• [The records]:
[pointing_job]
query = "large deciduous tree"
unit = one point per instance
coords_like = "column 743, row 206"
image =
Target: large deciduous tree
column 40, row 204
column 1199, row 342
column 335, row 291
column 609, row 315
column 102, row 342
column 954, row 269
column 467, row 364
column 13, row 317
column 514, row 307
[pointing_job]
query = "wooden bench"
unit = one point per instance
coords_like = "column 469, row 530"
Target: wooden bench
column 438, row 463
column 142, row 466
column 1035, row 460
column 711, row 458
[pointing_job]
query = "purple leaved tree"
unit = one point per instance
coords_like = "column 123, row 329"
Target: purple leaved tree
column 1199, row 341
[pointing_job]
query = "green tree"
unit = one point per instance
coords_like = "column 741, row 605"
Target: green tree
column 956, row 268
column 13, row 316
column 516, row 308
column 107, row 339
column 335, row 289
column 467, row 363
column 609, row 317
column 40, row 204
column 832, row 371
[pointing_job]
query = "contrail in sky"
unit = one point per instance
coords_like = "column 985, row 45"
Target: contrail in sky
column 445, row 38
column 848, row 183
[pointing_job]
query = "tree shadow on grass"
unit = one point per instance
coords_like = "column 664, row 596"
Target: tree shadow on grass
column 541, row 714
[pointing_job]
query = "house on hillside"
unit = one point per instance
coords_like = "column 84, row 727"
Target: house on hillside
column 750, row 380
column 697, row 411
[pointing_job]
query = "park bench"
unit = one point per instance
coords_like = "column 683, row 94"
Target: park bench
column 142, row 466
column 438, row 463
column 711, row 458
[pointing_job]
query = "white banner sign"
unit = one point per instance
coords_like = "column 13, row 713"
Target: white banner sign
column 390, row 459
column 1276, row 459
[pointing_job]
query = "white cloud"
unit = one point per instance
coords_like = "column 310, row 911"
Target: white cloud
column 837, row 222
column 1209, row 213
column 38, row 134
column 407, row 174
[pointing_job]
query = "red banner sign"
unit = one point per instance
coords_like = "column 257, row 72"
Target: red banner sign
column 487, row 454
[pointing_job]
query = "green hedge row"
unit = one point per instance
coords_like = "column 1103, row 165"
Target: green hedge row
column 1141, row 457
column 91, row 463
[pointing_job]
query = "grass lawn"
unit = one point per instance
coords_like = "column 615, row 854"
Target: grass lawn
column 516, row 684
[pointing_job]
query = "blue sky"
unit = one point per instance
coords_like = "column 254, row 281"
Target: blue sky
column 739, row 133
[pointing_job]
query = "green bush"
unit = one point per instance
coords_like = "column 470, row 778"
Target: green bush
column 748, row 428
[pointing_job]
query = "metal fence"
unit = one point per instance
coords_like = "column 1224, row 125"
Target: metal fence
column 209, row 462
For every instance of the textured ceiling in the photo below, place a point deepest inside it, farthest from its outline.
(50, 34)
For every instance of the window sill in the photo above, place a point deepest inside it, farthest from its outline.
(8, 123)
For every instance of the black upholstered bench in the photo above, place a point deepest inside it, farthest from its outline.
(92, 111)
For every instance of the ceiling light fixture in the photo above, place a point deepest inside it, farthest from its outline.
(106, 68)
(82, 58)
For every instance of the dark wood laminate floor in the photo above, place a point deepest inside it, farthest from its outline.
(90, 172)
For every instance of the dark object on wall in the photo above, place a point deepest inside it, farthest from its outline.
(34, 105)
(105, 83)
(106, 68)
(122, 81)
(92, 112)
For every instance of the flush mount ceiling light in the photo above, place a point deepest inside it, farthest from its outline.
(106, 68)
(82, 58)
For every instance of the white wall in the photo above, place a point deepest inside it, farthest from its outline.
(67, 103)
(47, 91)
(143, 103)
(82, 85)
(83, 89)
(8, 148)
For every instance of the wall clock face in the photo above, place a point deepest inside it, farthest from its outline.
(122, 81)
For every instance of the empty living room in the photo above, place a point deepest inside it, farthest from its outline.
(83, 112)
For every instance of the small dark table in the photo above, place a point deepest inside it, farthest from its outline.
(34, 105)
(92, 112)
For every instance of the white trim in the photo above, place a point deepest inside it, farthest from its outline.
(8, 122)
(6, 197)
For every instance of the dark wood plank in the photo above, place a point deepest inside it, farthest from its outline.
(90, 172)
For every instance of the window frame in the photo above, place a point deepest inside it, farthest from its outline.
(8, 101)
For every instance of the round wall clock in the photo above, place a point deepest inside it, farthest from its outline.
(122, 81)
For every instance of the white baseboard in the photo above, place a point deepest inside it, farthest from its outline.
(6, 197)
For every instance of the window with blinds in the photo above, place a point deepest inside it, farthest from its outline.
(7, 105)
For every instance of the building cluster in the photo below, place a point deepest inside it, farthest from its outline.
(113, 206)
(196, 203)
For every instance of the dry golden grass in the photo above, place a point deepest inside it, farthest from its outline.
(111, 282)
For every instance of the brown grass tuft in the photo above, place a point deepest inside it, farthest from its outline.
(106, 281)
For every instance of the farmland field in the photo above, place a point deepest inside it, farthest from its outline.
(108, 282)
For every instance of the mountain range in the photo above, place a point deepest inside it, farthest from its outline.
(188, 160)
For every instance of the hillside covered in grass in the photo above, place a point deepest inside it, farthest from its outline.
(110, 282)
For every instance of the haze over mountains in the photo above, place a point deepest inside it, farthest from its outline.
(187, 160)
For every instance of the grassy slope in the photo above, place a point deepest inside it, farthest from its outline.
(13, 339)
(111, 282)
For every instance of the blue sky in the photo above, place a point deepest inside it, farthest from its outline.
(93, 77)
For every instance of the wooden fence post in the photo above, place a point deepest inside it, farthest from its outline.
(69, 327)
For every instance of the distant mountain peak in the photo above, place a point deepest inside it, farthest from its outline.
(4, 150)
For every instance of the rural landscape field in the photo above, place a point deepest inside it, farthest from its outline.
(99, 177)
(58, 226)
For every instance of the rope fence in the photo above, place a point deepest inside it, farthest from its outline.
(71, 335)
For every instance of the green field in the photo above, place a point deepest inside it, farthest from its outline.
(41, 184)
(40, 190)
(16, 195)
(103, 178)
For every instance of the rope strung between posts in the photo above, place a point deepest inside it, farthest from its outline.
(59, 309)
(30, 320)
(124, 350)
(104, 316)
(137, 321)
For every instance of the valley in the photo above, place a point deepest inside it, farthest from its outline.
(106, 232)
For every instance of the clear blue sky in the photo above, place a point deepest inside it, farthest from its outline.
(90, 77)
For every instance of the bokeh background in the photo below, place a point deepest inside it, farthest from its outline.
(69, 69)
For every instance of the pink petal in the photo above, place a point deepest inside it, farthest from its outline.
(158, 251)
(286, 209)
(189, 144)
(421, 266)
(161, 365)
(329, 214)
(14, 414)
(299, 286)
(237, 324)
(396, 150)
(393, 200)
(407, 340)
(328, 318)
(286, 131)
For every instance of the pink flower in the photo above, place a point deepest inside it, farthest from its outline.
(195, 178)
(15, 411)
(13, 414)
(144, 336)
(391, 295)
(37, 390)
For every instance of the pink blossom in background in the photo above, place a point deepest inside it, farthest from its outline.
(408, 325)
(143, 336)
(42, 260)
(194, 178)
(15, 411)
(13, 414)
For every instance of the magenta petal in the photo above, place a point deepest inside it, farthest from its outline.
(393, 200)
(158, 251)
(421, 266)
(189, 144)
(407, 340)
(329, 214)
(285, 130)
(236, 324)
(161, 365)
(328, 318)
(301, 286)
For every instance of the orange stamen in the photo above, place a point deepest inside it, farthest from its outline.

• [Objective]:
Print the material verbatim, all of it.

• [Answer to this problem]:
[pointing_job]
query = "large deciduous tree"
unit = one point per instance
coords_like = "column 743, row 206"
image =
Target: large deciduous tree
column 40, row 204
column 1199, row 342
column 335, row 291
column 609, row 315
column 102, row 342
column 954, row 269
column 467, row 364
column 13, row 317
column 514, row 307
[pointing_job]
query = "wooden bench"
unit = one point per instance
coords_like = "column 469, row 530"
Target: wooden bench
column 438, row 463
column 142, row 466
column 1035, row 460
column 711, row 458
[pointing_job]
query = "purple leaved tree"
unit = one point per instance
coords_like = "column 123, row 329"
Target: purple leaved tree
column 1199, row 341
[pointing_job]
query = "green tree"
unit = one point per instance
coords_like = "column 741, row 605"
Target: green tree
column 956, row 268
column 13, row 316
column 516, row 308
column 107, row 339
column 335, row 289
column 467, row 363
column 609, row 317
column 40, row 204
column 832, row 371
[pointing_job]
query = "contrail in sky"
unit = one point per instance
coords_like = "column 985, row 45"
Target: contrail in sky
column 445, row 38
column 848, row 183
[pointing_job]
query = "tree shadow on grass"
unit = one point per instance
coords_like = "column 664, row 596"
Target: tree shadow on grass
column 541, row 714
[pointing_job]
query = "house on hillside"
unit = one point per instance
coords_like = "column 84, row 727"
Target: house on hillside
column 750, row 380
column 697, row 411
[pointing_job]
query = "park bench"
unit = one point per instance
coords_like = "column 683, row 94"
Target: park bench
column 142, row 466
column 438, row 463
column 711, row 458
[pointing_job]
query = "white banner sign"
unit = one point per instance
coords_like = "column 13, row 713"
Target: white banner sign
column 390, row 459
column 1276, row 459
[pointing_job]
query = "white cloud"
unit = one point per instance
coords_like = "column 310, row 911"
Target: white cloud
column 837, row 222
column 1209, row 213
column 38, row 134
column 407, row 174
[pointing_job]
query = "red banner sign"
unit = one point per instance
coords_like = "column 257, row 72"
Target: red banner sign
column 487, row 454
[pointing_job]
query = "green hedge row"
unit = one point per instance
coords_like = "column 1103, row 165"
Target: green hedge row
column 1141, row 457
column 91, row 463
[pointing_job]
query = "grass lawn"
unit = one point per instance
coords_like = "column 615, row 854"
Target: grass lawn
column 516, row 684
[pointing_job]
query = "blue sky"
unit = one point per instance
coords_like = "column 254, row 281"
Target: blue sky
column 739, row 133
[pointing_job]
query = "green bush"
unit = one point per instance
coords_like = "column 470, row 778"
Target: green bush
column 748, row 428
[pointing_job]
query = "metal fence"
unit = one point per instance
coords_like = "column 1224, row 125"
Target: metal fence
column 209, row 462
For every instance of the textured ceiling in the photo below, place a point deepest inside it, farthest from its outline.
(50, 34)
For every instance of the window sill in the photo above, place a point deepest inside it, farthest from its outline.
(8, 123)
For every instance of the black upholstered bench in the photo above, place a point deepest inside it, farthest from its outline.
(92, 111)
For every instance of the ceiling light fixture in the photo above, place a point deepest inside it, farthest from its outline.
(106, 68)
(82, 58)
For every instance of the dark wood laminate floor in the photo above, place a point deepest inside it, farthest from its outline.
(90, 172)
For every instance of the dark object on wall in the photo above, place a point deepest inside it, farthest from its outline.
(34, 105)
(105, 83)
(106, 68)
(122, 81)
(92, 112)
For every instance of the flush mount ceiling light in the photo above, place a point deepest inside it, farthest from its outline.
(106, 68)
(82, 58)
For every instance of the white wall in the photo above, place a point deepest inside it, farthest from its outline.
(67, 103)
(47, 91)
(143, 103)
(82, 85)
(83, 89)
(8, 148)
For every instance of the wall clock face in the photo above, place a point deepest inside it, farthest from its outline.
(122, 81)
For every instance of the empty living room in the photo above, place a point deepest inside it, farthest from its outline.
(83, 112)
For every instance of the small dark table in the photo above, place a point deepest inside it, farthest from its outline.
(34, 105)
(92, 112)
For every instance of the white trim in the photo above, place a point deepest inside it, farthest from its outline.
(8, 122)
(6, 197)
For every instance of the dark wood plank in the photo above, place a point deepest inside it, farthest from its outline.
(90, 172)
For every instance of the window frame in the photo above, place a point deepest inside it, farthest from its outline.
(8, 101)
For every instance of the round wall clock in the photo above, place a point deepest inside it, farthest from its outline.
(122, 81)
For every instance of the white baseboard in the photo above, place a point deepest inside it, farthest from its outline.
(6, 197)
For every instance of the window with blinds in the photo above, place a point deepest inside it, farthest from its outline.
(7, 105)
For every instance of the building cluster in the photo below, place a point deepest inside it, farthest from its outline.
(113, 206)
(196, 203)
For every instance of the dry golden grass in the photo above, place a point deepest inside it, farthest from its outline.
(111, 282)
For every instance of the brown grass tuft in the photo above, place a point deepest inside it, farthest from its outline.
(106, 281)
For every instance of the farmland field in the photo above, place a point deepest inside it, farthest from its outline.
(108, 282)
For every instance of the mountain range in the photo above, place a point deepest inside it, farthest from its outline.
(188, 160)
For every instance of the hillside covered in grass in the photo above, place a point deepest inside it, farthest from its outline.
(110, 282)
For every instance of the haze over mountains in the photo above, place a point deepest inside it, farthest from its outline.
(187, 160)
For every instance of the grassy slope in the photo above, place a point deepest inside it, farthest from its outline.
(13, 339)
(111, 282)
For every instance of the blue sky in the photo above, place a point deepest inside it, farthest from its outline.
(93, 77)
For every instance of the wooden fence post in the photo above, place a point deepest inside it, farthest from its outline.
(69, 327)
For every instance of the distant mountain peak in the photo above, place a point deepest inside it, farthest from its outline.
(4, 150)
For every instance of the rural landscape field in the photo above, place a point deepest inside it, farthest from its outline.
(99, 177)
(58, 226)
For every instance of the rope fence in the photo above, place a point deepest inside it, farthest from its outline.
(71, 335)
For every instance of the green field in the photo above, place a point deepest inside it, farthest from its outline.
(41, 184)
(40, 190)
(16, 195)
(103, 178)
For every instance of the rope strung between posts in the photo above, place a point deepest inside it, farthest from its outline.
(59, 309)
(30, 320)
(124, 350)
(104, 316)
(137, 321)
For every instance of the valley in the photo above, place a point deepest inside it, farthest from its outline.
(106, 232)
For every instance of the clear blue sky in the photo above, place a point deepest inside it, farthest from its outline.
(90, 77)
For every instance of the bokeh background in the photo below, place a point deepest inside it, farthest from its outline.
(69, 69)
For every instance of the pink petal in the photo above, place a point deepest inside it, farthest from its outline.
(158, 251)
(286, 209)
(189, 144)
(421, 266)
(161, 365)
(329, 214)
(14, 414)
(299, 286)
(237, 324)
(396, 150)
(393, 200)
(407, 340)
(328, 318)
(286, 131)
For every instance of the pink flower in the photo above, place a point deepest inside it, farthest from its outline.
(195, 178)
(15, 411)
(13, 414)
(144, 336)
(391, 295)
(37, 390)
For every instance of the pink blossom in background in the photo above, place a point deepest inside it, farthest from its outline.
(408, 325)
(143, 336)
(42, 260)
(194, 178)
(15, 411)
(13, 414)
For every instance of the magenta petal in the photo above, place a point deepest inside it, farthest from its outline.
(393, 200)
(158, 251)
(421, 266)
(189, 144)
(407, 340)
(329, 214)
(285, 130)
(236, 324)
(161, 365)
(328, 318)
(301, 286)
For every instance of the orange stamen in the photo above, place a point deepest inside it, farthest from its outline.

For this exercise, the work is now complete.